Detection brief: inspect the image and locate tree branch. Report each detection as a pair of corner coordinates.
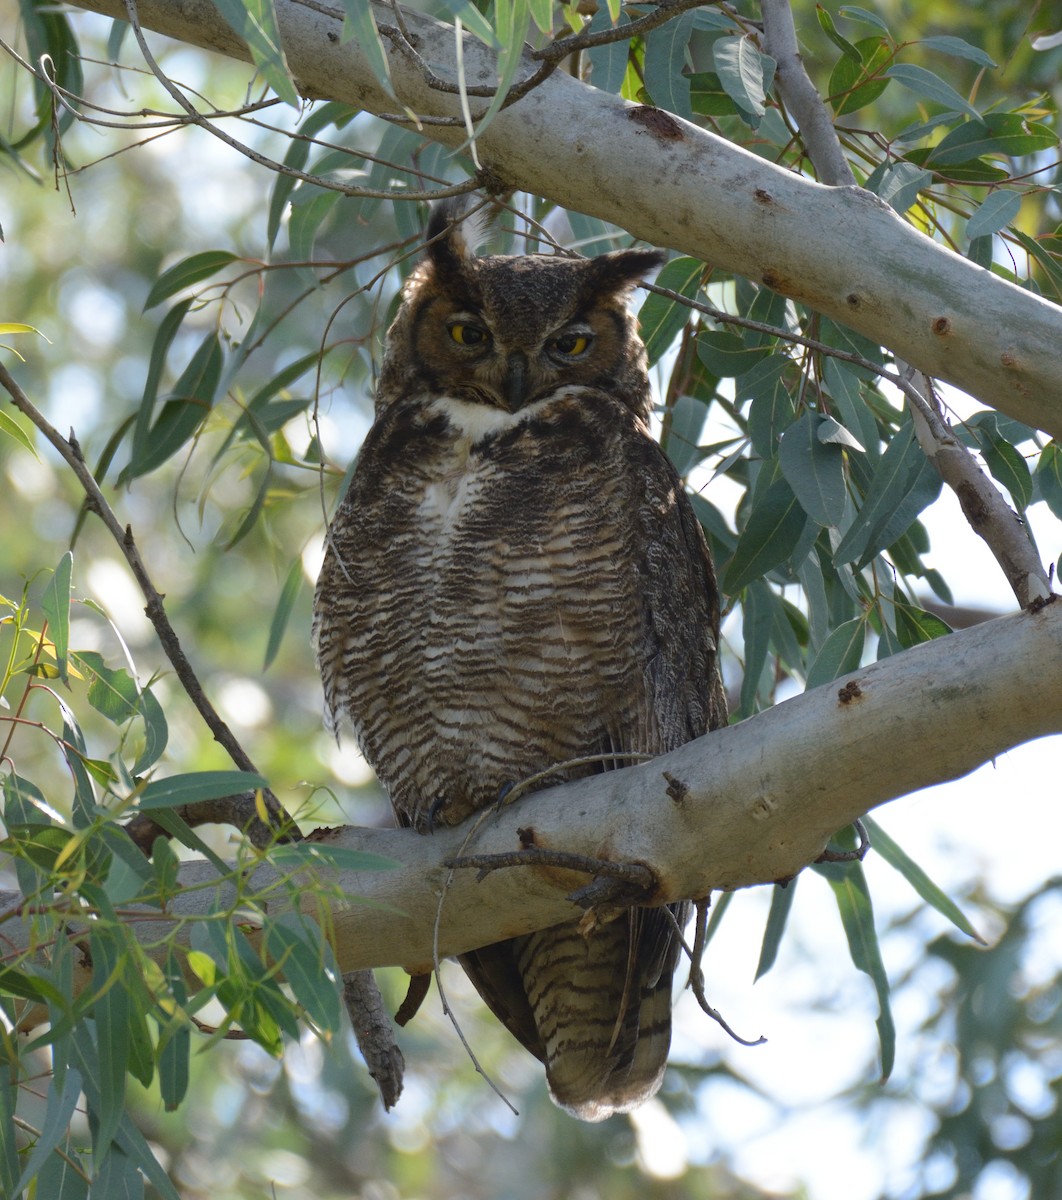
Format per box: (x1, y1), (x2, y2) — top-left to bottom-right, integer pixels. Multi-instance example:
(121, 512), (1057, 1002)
(5, 603), (1060, 1010)
(57, 0), (1062, 439)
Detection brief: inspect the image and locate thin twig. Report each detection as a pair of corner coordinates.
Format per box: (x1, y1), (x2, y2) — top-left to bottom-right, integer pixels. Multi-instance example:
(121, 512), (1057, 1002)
(668, 900), (767, 1048)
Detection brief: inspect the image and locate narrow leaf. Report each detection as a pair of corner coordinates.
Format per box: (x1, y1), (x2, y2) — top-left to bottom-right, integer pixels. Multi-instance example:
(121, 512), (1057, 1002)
(14, 1069), (82, 1195)
(723, 462), (809, 593)
(41, 551), (73, 684)
(755, 880), (798, 980)
(265, 916), (343, 1033)
(818, 861), (896, 1080)
(132, 686), (168, 775)
(863, 816), (984, 942)
(89, 928), (127, 1158)
(212, 0), (298, 106)
(123, 333), (224, 481)
(806, 617), (866, 689)
(341, 0), (396, 99)
(137, 770), (268, 810)
(1035, 442), (1062, 519)
(143, 251), (238, 311)
(0, 407), (39, 457)
(264, 558), (303, 670)
(886, 63), (982, 122)
(920, 35), (997, 69)
(778, 412), (847, 527)
(637, 256), (702, 365)
(966, 191), (1021, 241)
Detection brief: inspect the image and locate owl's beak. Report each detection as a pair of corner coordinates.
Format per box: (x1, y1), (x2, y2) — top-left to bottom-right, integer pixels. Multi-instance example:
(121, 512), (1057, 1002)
(503, 350), (530, 410)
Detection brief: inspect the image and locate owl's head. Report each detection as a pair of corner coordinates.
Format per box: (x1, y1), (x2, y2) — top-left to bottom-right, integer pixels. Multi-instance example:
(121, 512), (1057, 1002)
(377, 199), (665, 419)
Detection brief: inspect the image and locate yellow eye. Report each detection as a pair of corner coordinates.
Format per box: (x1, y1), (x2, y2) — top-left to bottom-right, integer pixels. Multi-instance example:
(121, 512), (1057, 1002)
(554, 331), (590, 356)
(449, 323), (489, 347)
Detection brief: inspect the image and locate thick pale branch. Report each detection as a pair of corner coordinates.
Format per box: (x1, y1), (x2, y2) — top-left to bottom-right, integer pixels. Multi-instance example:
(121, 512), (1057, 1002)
(59, 0), (1062, 437)
(4, 603), (1059, 995)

===============

- What is needed
In the entries above, work out how many lines contain the string "branch", and give only that number.

- Output for this task
2